(Dataset entries)
** begin **

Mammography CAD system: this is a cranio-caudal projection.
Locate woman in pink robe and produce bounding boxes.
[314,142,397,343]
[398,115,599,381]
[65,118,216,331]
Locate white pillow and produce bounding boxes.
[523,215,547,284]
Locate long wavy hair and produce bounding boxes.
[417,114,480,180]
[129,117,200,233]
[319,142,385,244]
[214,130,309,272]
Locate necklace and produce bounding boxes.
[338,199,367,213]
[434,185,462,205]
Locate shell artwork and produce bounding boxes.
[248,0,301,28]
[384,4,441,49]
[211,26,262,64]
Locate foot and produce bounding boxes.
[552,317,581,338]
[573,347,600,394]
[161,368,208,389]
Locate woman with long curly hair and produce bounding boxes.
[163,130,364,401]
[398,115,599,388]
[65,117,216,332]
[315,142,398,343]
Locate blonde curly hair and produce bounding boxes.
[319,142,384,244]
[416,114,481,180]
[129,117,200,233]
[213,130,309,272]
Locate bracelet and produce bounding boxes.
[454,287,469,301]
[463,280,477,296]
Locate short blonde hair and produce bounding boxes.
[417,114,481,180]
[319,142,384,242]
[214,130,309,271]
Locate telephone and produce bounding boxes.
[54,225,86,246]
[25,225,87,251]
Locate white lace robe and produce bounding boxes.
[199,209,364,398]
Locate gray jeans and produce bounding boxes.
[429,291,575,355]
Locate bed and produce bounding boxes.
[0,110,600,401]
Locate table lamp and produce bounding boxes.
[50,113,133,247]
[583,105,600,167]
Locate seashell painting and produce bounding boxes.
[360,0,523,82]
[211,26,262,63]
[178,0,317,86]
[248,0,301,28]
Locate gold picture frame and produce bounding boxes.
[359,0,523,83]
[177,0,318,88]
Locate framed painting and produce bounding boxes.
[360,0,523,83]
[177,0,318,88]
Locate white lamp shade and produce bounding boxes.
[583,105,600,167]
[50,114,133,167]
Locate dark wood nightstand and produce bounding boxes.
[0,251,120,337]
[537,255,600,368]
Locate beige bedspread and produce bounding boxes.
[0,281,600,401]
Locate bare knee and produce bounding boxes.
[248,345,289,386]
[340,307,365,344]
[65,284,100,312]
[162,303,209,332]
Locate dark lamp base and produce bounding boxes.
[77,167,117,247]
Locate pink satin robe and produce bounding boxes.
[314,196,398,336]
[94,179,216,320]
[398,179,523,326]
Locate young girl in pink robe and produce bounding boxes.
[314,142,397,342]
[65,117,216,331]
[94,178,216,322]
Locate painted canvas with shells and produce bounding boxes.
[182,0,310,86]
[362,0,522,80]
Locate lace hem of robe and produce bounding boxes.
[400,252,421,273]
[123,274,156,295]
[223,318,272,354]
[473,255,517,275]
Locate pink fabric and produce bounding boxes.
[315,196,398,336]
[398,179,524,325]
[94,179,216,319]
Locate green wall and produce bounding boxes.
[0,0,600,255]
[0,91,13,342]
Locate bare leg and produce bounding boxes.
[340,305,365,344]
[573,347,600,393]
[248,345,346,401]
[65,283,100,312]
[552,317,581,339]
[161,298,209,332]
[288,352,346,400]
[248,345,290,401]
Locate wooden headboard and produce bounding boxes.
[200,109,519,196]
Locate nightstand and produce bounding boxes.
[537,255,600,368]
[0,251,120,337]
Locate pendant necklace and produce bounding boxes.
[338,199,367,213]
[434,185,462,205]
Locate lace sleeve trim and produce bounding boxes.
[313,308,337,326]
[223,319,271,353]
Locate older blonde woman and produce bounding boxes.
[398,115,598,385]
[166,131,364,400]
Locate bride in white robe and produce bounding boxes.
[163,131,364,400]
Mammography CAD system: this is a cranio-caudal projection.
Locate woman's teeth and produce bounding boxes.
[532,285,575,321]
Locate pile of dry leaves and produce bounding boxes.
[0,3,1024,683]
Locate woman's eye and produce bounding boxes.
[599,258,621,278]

** end **

◆ **EXERCISE GOAL**
Recast the dataset entries above as a two-column CSV with the header input,output and one row for each item. Put each item's text and its answer in their own quoted fields, turning any line breaks into spaces.

◆ **EXERCISE RESULT**
input,output
"Mammography CAD system: this is a cranio-caudal projection. Locate woman in pink robe and produce bounding boxes.","[314,142,397,343] [398,115,599,381] [65,118,216,331]"
"Locate white pillow and produce bounding boxes.","[523,215,547,284]"
"Locate long wavy hair and produce bounding boxes.","[417,114,480,180] [129,117,200,233] [319,142,385,244] [214,130,309,272]"
"Locate necklace and produce bounding boxes.","[338,199,367,213] [434,185,462,205]"
"Locate shell artwork and produce bounding boxes.","[248,0,301,28] [384,4,441,49] [211,26,262,64]"
"Locate foot and produce bounding boxes.","[552,317,581,338] [573,347,600,394] [161,368,208,389]"
"Locate woman with long curly hair and produce bounding boxes.","[163,130,364,401] [398,115,599,388] [65,117,216,332] [315,142,398,343]"
"Locate blonde curly hair and produce bounding boxes.","[319,142,384,244] [416,114,481,180] [129,117,200,233] [213,130,309,272]"
"Locate bracelet and produce bounding boxes.","[454,287,469,301] [463,280,477,296]"
"Locate short blonde hair and produce bounding boxes.","[417,114,481,180] [319,142,384,242] [214,130,309,271]"
"Locate telephone and produce bounding boxes.","[54,225,86,246] [25,225,87,251]"
"Locate white lace robe and produce bounding boxes.","[199,209,364,398]"
"Locate gray jeans and produce bounding boxes.","[429,291,575,355]"
"Locate bed and produce bounding boxes.","[0,110,600,401]"
"Locate table lamp and produce bounding boxes.","[50,113,133,247] [583,105,600,167]"
"Locate seashell painting and produce bounding boxes.","[360,0,523,82] [211,26,262,63] [178,0,317,86] [248,0,301,28]"
"Locate gold picture frame and produce bounding boxes.","[359,0,523,83] [177,0,318,88]"
"Locate framed painting and produce bounding boxes.","[360,0,523,83] [177,0,318,88]"
"Locate white lamp shade and produce bounding boxes.","[583,105,600,167] [50,114,133,167]"
"Locate dark wood nightstand and produce bounding boxes.","[0,251,120,337] [537,255,600,368]"
"Locate beige bedspread and produce bounding boxes.","[0,281,600,401]"
"Locate bare knee and produce bounding boxes.","[248,345,289,386] [340,307,365,344] [65,284,100,312] [162,303,209,332]"
"Locate dark lamp base and produce bounding boxes.","[77,167,117,247]"
"Locate pink satin robe and produce bounding boxes.","[314,196,398,336] [94,179,216,320] [398,179,523,326]"
"Locate young girl in pink robe and produce bounding boxes.","[314,142,397,342] [65,117,216,331] [94,178,216,322]"
"Locate painted canvas with shells and produce bounding boxes.","[182,0,310,86] [362,0,522,80]"
"Locate lace hem of robe and produce bounding boxes.","[400,252,421,273] [123,274,156,295] [223,318,272,354] [473,255,517,275]"
"Locate pink fabric and produce bounding boxes.","[315,196,398,336] [398,179,524,325] [94,179,216,319]"
"Locate green wall and produce bounding boxes.","[0,0,600,255] [0,91,13,342]"
"Locate bare leg and produce bounding boxes.","[340,305,365,344] [573,347,600,393] [248,345,346,401] [65,283,100,312] [552,317,581,339] [161,298,209,332] [288,352,346,400] [248,345,290,401]"
"Locate wooden headboard and produce bounding boxes.","[200,109,519,196]"
"Locate nightstand and produce bounding boxes.","[537,255,600,368] [0,251,120,337]"
"Locate pendant necklace and produce bounding boxes.","[338,199,367,213] [434,185,462,205]"
"Locate lace sleeve trim and produce bounding boxes.","[313,308,337,326] [223,319,271,353]"
"Locate older blonde woman and produce bounding boxes.","[398,115,598,385] [166,131,364,400]"
"Locate bride in white robe and produce bounding boxes.","[163,131,364,400]"
"Mammography CAD system: this is a cranio-caudal projection. Locate woman's teeth and produce bounding boxes.","[532,285,575,321]"
"Locate pile of dry leaves and produce bounding boxes.","[0,3,1024,683]"
"Locate woman's eye and produce bounding boxes.","[599,258,621,278]"